▶ Quoted passage:
○ ○ ○ ○

An analysis of tariff reduction modalities in Non-Agricultural Market Access (NAMA) in light of the Hong Kong Ministerial Declaration.

By Prabhash Ranjan
Research Officer, Centad

This paper analyses one of the most contentious issues in ongoing negotiations on Non-Agricultural Market Access (NAMA) under the purview of the World Trade Organisation (WTO): the tariff reduction modality. It examines this crucial issue in light of the Hong Kong Ministerial Declaration (HKMD) of December 2005 (click here to read the full text of the paper).

Building on the potential impact on South Asian countries (India, Pakistan, Bangladesh, Nepal and Sri Lanka) of the different tariff reduction formulae that have come up in the course of the ongoing NAMA negotiations, the paper argues for a formula that would be able to address two crucial concerns of developing countries:

  • Retention of sufficient policy space (by way of adequate ‘water’ between bound and applied tariffs) in order to use industrial tariffs as an effective tool for pursuing their developmental goals.
  • Elimination or reduction of existing tariff peaks and tariff escalations in developed countries (DCs), so as to ensure better market access for them, especially in products of export interest.

Why industrial tariffs are important
Tariffs have always acted as an important tool available to countries to protect their domestic industries. However in the post-WTO era, tariffs have become the only instrument available to member countries of the WTO to protect their domestic industries. This is because the Quantitative Restrictions (QR) regime has been dismantled for most countries, including India, while the balance of payment measures under Article XVIII B of the GATT have also been put under severe disciplines.

Hence, one of the major apprehensions of developing countries like India is that any hasty and indiscriminate tariff reduction would not only take away the only available protective armour and impose harsh adjustment costs, it would also deny the country the opportunity to use industrial tariffs to develop an industrial base.

○ ○ ○ ○

▶ Data for processing:
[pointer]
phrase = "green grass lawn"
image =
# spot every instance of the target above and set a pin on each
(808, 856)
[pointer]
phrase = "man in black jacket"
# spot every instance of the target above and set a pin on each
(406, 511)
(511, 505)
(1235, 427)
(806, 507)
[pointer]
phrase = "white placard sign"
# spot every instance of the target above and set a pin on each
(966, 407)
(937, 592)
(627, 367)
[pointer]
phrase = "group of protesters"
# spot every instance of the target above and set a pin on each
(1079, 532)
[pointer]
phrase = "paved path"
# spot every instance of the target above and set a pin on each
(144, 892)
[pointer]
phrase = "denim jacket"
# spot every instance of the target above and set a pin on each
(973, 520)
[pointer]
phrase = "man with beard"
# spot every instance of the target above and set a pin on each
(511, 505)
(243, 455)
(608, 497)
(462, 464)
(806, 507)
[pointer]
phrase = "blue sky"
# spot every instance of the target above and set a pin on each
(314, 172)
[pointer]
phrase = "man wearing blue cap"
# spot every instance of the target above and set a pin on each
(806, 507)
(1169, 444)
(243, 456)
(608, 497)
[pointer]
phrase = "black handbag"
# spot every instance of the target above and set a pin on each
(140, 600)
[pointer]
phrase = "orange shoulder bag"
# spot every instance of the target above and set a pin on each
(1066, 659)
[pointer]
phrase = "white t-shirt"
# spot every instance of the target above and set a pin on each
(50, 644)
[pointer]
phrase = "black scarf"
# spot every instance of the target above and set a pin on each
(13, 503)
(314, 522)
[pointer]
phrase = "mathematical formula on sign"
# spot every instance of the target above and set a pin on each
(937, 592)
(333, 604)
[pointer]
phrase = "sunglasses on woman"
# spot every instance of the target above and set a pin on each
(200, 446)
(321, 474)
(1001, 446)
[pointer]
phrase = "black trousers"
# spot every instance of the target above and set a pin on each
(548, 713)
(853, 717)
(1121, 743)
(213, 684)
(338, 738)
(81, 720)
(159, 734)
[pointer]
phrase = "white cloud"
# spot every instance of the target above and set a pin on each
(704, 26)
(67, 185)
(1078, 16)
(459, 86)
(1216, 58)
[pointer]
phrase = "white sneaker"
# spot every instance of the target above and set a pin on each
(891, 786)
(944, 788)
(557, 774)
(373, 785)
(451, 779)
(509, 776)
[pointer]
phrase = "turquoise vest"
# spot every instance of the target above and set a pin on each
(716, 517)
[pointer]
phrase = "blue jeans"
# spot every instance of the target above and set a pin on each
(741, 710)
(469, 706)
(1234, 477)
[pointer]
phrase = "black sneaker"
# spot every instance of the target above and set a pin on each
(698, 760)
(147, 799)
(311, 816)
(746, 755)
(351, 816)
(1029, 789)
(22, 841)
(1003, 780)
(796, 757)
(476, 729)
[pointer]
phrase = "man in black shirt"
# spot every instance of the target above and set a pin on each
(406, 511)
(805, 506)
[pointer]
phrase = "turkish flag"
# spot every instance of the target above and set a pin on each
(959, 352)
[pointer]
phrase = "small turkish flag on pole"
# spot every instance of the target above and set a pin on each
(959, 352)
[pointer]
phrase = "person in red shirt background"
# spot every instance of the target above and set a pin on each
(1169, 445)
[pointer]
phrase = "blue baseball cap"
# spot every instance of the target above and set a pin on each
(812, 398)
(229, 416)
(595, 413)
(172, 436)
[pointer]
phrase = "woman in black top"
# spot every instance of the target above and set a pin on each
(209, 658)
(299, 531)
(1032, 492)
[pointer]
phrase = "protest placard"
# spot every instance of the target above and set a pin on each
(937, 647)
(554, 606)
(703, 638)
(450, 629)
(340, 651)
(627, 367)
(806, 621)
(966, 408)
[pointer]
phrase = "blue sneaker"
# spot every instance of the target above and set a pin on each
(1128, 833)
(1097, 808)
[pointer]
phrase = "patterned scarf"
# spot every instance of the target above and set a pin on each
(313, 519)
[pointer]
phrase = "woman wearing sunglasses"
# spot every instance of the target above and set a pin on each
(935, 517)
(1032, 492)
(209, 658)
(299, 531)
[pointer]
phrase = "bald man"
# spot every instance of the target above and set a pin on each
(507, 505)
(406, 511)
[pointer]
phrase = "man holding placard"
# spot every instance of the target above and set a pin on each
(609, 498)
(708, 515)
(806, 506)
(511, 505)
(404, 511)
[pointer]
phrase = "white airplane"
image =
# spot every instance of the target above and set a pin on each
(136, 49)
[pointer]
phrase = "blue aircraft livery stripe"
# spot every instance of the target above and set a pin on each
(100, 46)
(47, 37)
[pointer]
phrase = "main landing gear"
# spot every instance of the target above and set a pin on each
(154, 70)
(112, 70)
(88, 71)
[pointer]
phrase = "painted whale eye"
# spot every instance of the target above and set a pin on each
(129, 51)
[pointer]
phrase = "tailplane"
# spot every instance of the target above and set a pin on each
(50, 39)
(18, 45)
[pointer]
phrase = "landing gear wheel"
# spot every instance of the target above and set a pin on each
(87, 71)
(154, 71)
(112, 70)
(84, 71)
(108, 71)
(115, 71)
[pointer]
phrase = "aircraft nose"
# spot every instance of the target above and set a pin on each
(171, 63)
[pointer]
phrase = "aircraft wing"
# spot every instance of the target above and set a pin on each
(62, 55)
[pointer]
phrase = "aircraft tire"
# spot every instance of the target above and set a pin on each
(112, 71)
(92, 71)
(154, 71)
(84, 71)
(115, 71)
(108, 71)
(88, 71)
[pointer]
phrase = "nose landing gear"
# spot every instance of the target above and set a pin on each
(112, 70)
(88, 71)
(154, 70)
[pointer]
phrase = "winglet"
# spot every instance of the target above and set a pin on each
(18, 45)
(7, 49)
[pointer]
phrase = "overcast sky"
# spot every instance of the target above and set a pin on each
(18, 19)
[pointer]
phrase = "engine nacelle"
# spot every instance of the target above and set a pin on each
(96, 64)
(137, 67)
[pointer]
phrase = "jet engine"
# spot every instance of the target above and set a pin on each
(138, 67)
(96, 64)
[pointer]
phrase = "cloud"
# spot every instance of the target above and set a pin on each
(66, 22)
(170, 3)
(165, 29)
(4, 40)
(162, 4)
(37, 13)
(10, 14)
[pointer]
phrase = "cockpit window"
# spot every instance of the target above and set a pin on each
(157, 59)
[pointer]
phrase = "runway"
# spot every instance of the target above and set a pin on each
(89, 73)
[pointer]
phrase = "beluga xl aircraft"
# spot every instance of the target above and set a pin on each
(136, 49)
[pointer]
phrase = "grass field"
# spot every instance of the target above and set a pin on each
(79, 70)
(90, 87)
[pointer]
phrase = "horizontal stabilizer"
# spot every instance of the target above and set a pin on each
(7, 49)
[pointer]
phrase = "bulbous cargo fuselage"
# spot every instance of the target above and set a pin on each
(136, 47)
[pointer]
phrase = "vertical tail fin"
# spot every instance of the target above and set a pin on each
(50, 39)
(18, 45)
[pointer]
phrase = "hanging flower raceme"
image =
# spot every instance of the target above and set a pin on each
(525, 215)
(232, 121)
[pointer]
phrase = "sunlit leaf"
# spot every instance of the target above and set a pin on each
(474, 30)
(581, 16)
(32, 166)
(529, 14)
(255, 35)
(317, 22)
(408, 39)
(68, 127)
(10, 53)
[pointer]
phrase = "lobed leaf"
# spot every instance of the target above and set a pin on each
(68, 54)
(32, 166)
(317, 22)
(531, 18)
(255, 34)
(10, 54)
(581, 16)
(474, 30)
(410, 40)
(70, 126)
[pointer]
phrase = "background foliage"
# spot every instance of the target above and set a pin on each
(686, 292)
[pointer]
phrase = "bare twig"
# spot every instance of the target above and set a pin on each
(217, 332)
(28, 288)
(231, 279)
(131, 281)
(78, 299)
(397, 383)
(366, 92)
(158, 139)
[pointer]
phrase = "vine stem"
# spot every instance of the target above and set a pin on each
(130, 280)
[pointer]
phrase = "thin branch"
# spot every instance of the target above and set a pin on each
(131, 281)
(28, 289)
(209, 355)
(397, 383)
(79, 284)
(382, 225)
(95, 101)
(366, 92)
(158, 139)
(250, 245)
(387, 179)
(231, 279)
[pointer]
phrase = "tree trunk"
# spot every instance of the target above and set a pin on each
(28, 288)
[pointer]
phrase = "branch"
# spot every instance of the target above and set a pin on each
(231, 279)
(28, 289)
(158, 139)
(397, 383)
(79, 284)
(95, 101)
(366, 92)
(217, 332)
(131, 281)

○ ○ ○ ○

▶ Required actions:
(a) Which lines of the records contain the string "wearing" with the same capitalization? Find them and copy each one in full.
(b) Could you pick up the paper on NAMA tariff reduction after its last sentence and carry it forward?
The paper on NAMA tariff reduction and the records have nothing to do with each other.

▶ Answers for the exercise:
(a)
phrase = "man wearing blue cap"
phrase = "woman wearing sunglasses"

(b)
Ongoing NAMA negotiations on tariff reduction modalities
As part of the Doha Development Agenda (DDA) of 2001, negotiations on the reduction of industrial tariffs were launched in January 2002. Member countries of the WTO were first expected to agree on how to conduct the tariff-cutting exercise (ie, the ‘modalities’). However, no agreement has been reached so far even on this core issue of tariff reduction modalities. This is attributable to differences of opinion among member countries regarding the exact form of tariff reduction formula that should be adopted to undertake the tariff reduction exercise.

Developed countries favour a ‘pure Swiss formula’ that cuts tariffs steeply, with higher tariffs being cut even more sharply. To counter such a formula, which is likely to take away the much-needed policy space of developing countries, India, Brazil and Argentina proposed a ‘modified Swiss formula’ that takes into account the existing average tariff rate of a country while applying tariff reduction. The advantage of this formula, which has come to be known as the ‘ABI formula’, is that it takes into account the existing tariff structure of a country and ensures that there is no disproportionate reduction in tariffs.

The Caribbean group of countries have proposed another formula (known as the ‘Caribbean formula’), which incorporates not only the average tariff rate of a country (like the ABI formula), but also a ‘credit’ to be accorded to a developing country in order to take into account the different purposes that are served by tariffs in these countries.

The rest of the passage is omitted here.